| WHAT NEEDS TO BE DONE |
Retype each record exactly.

| TASK INPUT |
------
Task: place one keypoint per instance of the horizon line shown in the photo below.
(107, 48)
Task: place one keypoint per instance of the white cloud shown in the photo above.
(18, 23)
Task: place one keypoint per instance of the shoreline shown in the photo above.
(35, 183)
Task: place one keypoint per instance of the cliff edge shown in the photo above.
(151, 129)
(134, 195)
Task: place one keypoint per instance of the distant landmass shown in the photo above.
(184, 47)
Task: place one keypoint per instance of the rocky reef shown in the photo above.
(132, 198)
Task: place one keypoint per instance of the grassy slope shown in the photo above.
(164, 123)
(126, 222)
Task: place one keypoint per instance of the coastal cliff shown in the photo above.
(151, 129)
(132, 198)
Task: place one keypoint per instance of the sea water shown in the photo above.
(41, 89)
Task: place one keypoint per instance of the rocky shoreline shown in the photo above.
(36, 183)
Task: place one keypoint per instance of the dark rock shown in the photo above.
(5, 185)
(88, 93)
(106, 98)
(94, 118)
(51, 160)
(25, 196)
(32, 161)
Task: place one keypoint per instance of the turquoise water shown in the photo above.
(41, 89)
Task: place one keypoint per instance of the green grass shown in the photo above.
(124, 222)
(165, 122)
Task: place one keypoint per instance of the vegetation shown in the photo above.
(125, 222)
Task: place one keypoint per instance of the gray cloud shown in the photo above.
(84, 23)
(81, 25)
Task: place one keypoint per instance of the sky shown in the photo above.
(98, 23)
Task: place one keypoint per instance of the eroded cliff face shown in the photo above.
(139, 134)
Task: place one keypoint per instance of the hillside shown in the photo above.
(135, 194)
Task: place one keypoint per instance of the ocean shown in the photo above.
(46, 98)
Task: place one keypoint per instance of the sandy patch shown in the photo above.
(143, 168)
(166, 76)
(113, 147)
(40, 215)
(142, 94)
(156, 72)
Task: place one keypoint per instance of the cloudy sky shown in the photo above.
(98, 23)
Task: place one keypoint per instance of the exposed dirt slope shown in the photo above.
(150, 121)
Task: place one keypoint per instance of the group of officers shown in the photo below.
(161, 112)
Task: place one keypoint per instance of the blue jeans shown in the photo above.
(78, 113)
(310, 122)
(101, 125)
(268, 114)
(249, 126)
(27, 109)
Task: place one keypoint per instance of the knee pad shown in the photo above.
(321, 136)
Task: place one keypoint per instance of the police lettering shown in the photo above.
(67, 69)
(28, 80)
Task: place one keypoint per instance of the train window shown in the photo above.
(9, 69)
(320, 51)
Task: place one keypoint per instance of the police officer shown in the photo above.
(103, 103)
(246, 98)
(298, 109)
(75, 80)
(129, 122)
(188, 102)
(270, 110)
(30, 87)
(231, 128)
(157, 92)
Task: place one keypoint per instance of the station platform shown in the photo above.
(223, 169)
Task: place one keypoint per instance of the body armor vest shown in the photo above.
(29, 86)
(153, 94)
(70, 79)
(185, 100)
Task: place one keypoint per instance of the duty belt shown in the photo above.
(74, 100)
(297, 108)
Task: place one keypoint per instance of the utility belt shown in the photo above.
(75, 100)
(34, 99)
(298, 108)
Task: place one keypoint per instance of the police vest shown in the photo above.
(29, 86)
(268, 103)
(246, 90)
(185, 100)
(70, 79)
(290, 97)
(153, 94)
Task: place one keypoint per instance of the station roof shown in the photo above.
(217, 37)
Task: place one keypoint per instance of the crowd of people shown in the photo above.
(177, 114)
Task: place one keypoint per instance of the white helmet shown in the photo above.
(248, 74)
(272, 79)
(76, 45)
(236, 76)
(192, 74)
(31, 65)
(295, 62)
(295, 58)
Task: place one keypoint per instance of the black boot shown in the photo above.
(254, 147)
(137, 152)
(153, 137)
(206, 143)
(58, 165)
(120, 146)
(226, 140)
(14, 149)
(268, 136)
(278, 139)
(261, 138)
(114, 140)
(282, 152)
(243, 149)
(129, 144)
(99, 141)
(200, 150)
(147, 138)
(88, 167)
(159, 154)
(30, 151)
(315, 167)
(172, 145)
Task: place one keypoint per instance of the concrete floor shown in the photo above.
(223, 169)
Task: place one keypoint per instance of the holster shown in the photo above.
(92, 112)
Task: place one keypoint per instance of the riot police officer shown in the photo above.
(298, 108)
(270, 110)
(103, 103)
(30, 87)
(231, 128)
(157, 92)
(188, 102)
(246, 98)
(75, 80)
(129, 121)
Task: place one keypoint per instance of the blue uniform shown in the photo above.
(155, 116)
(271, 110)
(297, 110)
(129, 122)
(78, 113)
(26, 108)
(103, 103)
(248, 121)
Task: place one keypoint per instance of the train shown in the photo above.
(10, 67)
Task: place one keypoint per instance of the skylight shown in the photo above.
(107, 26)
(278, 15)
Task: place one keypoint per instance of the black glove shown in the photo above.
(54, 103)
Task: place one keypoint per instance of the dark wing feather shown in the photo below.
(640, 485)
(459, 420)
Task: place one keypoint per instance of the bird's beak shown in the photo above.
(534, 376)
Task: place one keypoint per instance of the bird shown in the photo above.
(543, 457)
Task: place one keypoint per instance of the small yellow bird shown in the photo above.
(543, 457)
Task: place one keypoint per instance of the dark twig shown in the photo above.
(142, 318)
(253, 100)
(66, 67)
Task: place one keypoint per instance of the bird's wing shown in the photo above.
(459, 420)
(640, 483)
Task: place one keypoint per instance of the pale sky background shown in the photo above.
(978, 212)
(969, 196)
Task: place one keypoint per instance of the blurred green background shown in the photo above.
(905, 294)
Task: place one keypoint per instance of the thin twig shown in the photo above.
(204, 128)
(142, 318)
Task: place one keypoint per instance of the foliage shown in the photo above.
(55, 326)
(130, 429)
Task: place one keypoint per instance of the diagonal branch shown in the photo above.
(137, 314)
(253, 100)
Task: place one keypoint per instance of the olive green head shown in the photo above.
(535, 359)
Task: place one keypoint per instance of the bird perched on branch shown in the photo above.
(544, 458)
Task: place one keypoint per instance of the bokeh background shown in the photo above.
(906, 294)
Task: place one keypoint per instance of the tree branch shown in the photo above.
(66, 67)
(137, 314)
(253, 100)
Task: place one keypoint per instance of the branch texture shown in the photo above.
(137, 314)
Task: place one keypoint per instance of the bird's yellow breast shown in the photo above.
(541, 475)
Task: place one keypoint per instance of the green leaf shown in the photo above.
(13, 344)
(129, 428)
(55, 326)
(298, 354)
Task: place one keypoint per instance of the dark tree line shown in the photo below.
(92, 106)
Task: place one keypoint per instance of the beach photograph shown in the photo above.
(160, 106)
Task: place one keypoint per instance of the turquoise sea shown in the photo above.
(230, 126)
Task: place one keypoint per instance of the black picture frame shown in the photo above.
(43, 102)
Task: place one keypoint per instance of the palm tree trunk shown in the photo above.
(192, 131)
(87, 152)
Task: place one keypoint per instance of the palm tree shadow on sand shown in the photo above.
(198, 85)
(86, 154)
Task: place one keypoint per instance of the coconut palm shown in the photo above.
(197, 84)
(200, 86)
------
| TASK RESPONSE |
Task: place one keypoint per instance of the horizon line shown in the photo below.
(107, 48)
Task: place one keypoint per instance of the white cloud shown in the photo above.
(18, 23)
Task: place one keypoint per instance of the shoreline shown in the photo above.
(35, 183)
Task: place one keypoint per instance of the cliff edge shown in the photo above.
(151, 129)
(134, 195)
Task: place one keypoint per instance of the distant landmass shown in the photo above.
(184, 47)
Task: place one keypoint per instance of the rocky reef shown in the photo above.
(132, 198)
Task: place one keypoint per instance of the grassy slope shown in the photo above.
(164, 123)
(126, 222)
Task: place one keypoint per instance of the coastal cliff shown in the photo above.
(151, 129)
(132, 198)
Task: place one keypoint per instance of the sea water shown in the photo above.
(41, 89)
Task: place one keypoint per instance of the rocky shoreline shown in the photo above.
(36, 183)
Task: place one keypoint per instance of the dark rock shown in the photo above.
(5, 185)
(88, 93)
(106, 98)
(94, 118)
(51, 160)
(25, 196)
(32, 161)
Task: place one keypoint per instance of the turquoise water shown in the photo above.
(41, 89)
Task: place one keypoint per instance of the green grass shown in the photo above.
(124, 222)
(165, 122)
Task: place one keypoint per instance of the vegetation shown in the photo above.
(125, 222)
Task: place one keypoint per instance of the gray cloud shown in the photo above.
(84, 23)
(81, 25)
Task: place one keypoint per instance of the sky shown in the photo above.
(98, 23)
Task: place one keypoint per instance of the eroded cliff face shown in the photo above.
(139, 134)
Task: place one keypoint per instance of the hillside shown in the photo above.
(135, 194)
Task: place one keypoint per instance of the ocean shown in the photo above.
(46, 98)
Task: place one keypoint per instance of the sandy patch shown in the photo above.
(143, 168)
(166, 76)
(113, 147)
(40, 215)
(142, 94)
(156, 72)
Task: place one keypoint per instance of the cloudy sky shown in the photo above.
(98, 23)
Task: place one keypoint per instance of the exposed dirt slope shown in the photo above.
(150, 121)
Task: place one keypoint per instance of the group of officers shown in the photo below.
(161, 112)
Task: place one keypoint per instance of the blue jeans shown in the photo above.
(78, 113)
(310, 122)
(101, 125)
(268, 114)
(249, 126)
(27, 109)
Task: place one keypoint per instance of the knee pad shown in the photo above.
(321, 136)
Task: place one keypoint per instance of the police lettering shown in the photo above.
(67, 69)
(28, 80)
Task: place one keypoint per instance of the train window shown in the photo above.
(9, 69)
(320, 51)
Task: place one keypoint per instance of the police officer shown in the photo above.
(103, 103)
(246, 98)
(298, 109)
(75, 80)
(129, 122)
(188, 102)
(270, 110)
(30, 87)
(231, 128)
(157, 92)
Task: place one keypoint per instance of the station platform shown in the photo above.
(223, 169)
Task: place one keypoint per instance of the body armor vest shown in the photo above.
(29, 86)
(153, 94)
(70, 79)
(185, 100)
Task: place one keypoint per instance of the duty belt shown in the photo above.
(74, 100)
(297, 108)
Task: place one keypoint per instance of the utility belt shown in the photo above.
(75, 100)
(34, 99)
(298, 108)
Task: place one keypoint per instance of the police vest shown in the photo above.
(29, 86)
(268, 103)
(246, 90)
(185, 100)
(70, 79)
(290, 97)
(153, 94)
Task: place one keypoint per instance of the station roof shown in the photo above.
(217, 37)
Task: place one keypoint per instance of the crowd of people shown in the photo above.
(177, 114)
Task: place one keypoint per instance of the white helmet shown in the photo above.
(248, 74)
(272, 79)
(76, 45)
(236, 76)
(192, 74)
(31, 65)
(295, 62)
(295, 58)
Task: place one keypoint per instance of the black boot shown in the photo above.
(254, 147)
(137, 152)
(153, 137)
(206, 143)
(58, 165)
(120, 146)
(226, 140)
(14, 149)
(268, 136)
(278, 139)
(261, 138)
(114, 140)
(282, 152)
(243, 149)
(129, 144)
(99, 141)
(200, 150)
(147, 138)
(88, 167)
(159, 154)
(30, 151)
(315, 167)
(172, 145)
Task: place one keypoint per instance of the concrete floor shown in the photo above.
(223, 169)
Task: place one keypoint per instance of the holster shown in the photo above.
(92, 112)
Task: place one keypoint per instance of the riot police officer shown in the photo above.
(298, 108)
(270, 110)
(103, 103)
(30, 87)
(231, 128)
(157, 92)
(188, 102)
(246, 98)
(75, 80)
(129, 121)
Task: place one keypoint per instance of the blue uniform shown in the photo above.
(155, 116)
(271, 110)
(297, 110)
(129, 122)
(78, 113)
(26, 108)
(103, 103)
(248, 121)
Task: place one keypoint per instance of the train shown in the photo above.
(10, 67)
Task: place one keypoint per instance of the skylight shown in the photo above.
(107, 26)
(278, 15)
Task: place one keypoint per instance of the black glove shown in the photo above.
(54, 103)
Task: place one keypoint per instance of the dark wing feather shown in the photo below.
(640, 485)
(459, 420)
Task: place one keypoint per instance of the bird's beak shown in the photo above.
(534, 376)
Task: place one keypoint per instance of the bird shown in the photo above.
(543, 457)
Task: place one keypoint per instance of the small yellow bird shown in the photo above.
(543, 457)
Task: place one keypoint per instance of the dark twig shown in the photo above.
(142, 318)
(253, 100)
(66, 67)
Task: place one keypoint per instance of the bird's wing shown in the photo above.
(459, 420)
(640, 483)
Task: place one keypoint per instance of the pale sky background shown in the photo above.
(978, 212)
(969, 196)
Task: place one keypoint per instance of the blurred green background shown in the photo above.
(905, 294)
Task: place one keypoint per instance of the thin twig shown in the photo above.
(204, 128)
(142, 318)
Task: place one keypoint per instance of the foliage shown in the photo above.
(55, 326)
(130, 429)
Task: place one keypoint per instance of the diagonal branch shown in the photo above.
(137, 314)
(253, 100)
Task: place one keypoint per instance of the olive green head shown in the photo above.
(535, 359)
Task: place one keypoint per instance of the bird perched on branch shown in the photo above.
(544, 458)
Task: place one keypoint per instance of the bokeh background shown in the photo above.
(906, 294)
Task: place one keypoint per instance of the tree branch shown in the photo above.
(66, 67)
(137, 314)
(253, 100)
Task: place one keypoint per instance of the branch texture shown in the photo above.
(137, 314)
Task: place one keypoint per instance of the bird's yellow breast shown in the photo above.
(541, 475)
Task: place one keypoint per instance of the green leaf shown in the photo above.
(13, 344)
(129, 428)
(55, 326)
(298, 354)
Task: place one keypoint per instance of the dark tree line shown in the photo below.
(92, 106)
Task: place one keypoint per instance of the beach photograph shown in the photo above.
(160, 106)
Task: place one keypoint per instance of the turquoise sea shown in the photo above.
(230, 126)
Task: place one keypoint per instance of the black picture frame shown in the photo above.
(43, 102)
Task: place one keypoint per instance of the palm tree trunk shown in the photo above.
(192, 131)
(87, 152)
Task: place one keypoint per instance of the palm tree shadow on sand shown in the photo above.
(198, 85)
(86, 154)
Task: place one keypoint per instance of the coconut palm shown in the photo above.
(197, 84)
(200, 86)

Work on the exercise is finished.